Records for the exercise:
•••
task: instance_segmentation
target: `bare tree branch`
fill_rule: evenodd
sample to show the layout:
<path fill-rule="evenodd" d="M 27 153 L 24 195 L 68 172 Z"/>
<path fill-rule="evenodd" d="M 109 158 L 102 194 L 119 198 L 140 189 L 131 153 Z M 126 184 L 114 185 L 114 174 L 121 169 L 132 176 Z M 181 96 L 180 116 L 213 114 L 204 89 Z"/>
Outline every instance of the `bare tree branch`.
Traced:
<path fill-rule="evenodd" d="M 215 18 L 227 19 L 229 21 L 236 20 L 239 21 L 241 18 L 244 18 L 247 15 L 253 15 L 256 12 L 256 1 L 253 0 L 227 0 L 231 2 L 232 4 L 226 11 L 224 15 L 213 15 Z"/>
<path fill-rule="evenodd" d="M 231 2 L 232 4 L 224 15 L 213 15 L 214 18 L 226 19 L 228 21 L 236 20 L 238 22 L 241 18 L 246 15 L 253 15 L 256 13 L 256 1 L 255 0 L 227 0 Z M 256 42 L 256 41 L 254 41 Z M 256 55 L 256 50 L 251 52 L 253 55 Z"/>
•••
Exercise objective: Recast the rows above as a two-column CSV with the header `instruction,output`, one line per row, with each field in double quotes and any line breaks turned into spaces.

Reply:
instruction,output
"task: instance_segmentation target: `bare tree branch` fill_rule: evenodd sample to show the layout: <path fill-rule=""evenodd"" d=""M 27 153 L 24 195 L 68 172 Z""/> <path fill-rule=""evenodd"" d=""M 109 158 L 102 194 L 119 198 L 140 189 L 131 153 Z M 126 184 L 114 185 L 114 174 L 121 169 L 132 176 Z M 181 96 L 180 116 L 213 114 L 204 89 Z""/> Outline every instance of the `bare tree branch`. Traced:","<path fill-rule=""evenodd"" d=""M 215 18 L 227 19 L 229 21 L 236 20 L 239 21 L 241 18 L 244 18 L 247 15 L 253 15 L 256 12 L 256 1 L 253 0 L 227 0 L 231 2 L 232 4 L 226 11 L 224 15 L 213 15 Z""/> <path fill-rule=""evenodd"" d=""M 231 2 L 232 4 L 224 15 L 213 15 L 214 18 L 226 19 L 228 21 L 236 20 L 238 22 L 241 18 L 246 15 L 253 15 L 256 13 L 256 1 L 255 0 L 227 0 Z M 256 42 L 256 41 L 254 41 Z M 256 55 L 256 50 L 251 52 L 253 55 Z""/>"